# Draining diesel tank



## regnarts (Jul 11, 2011)

I am about to P\ex my motorhome, Fiat Ducato which has a full tank of diesel, any tips on how to drain tank so I can use fuel in new motorhome


----------



## Tony Lee (Jul 11, 2011)

regnarts said:


> I am about to P\ex my motorhome, Fiat Ducato which has a full tank of diesel, any tips on how to drain tank so I can use fuel in new motorhome



Length of clear plastic tube and a careful suck has always worked for me in the past


----------



## regnarts (Jul 11, 2011)

Thanks Tony, This was my intended way and will attempt the syphon method tomorrow but I think the tank will be too far from the filler cap and threading a tube may prove difficult


----------



## caspar (Jul 12, 2011)

*Dataset excerpt*:
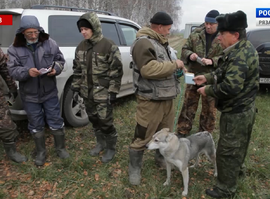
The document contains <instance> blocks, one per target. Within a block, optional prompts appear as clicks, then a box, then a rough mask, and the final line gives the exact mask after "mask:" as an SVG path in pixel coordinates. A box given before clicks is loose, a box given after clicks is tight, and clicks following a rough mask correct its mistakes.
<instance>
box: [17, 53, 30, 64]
mask: <svg viewBox="0 0 270 199" xmlns="http://www.w3.org/2000/svg"><path fill="white" fill-rule="evenodd" d="M28 58H29V55H25V56H19V60H20V62H21V64H22V65H25V64H26V63H27V60H28Z"/></svg>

*What is expected*: In the diesel tank thread, what does Tony Lee say has always worked for him?

*Solution to this problem*: A length of clear plastic tube and a careful suck.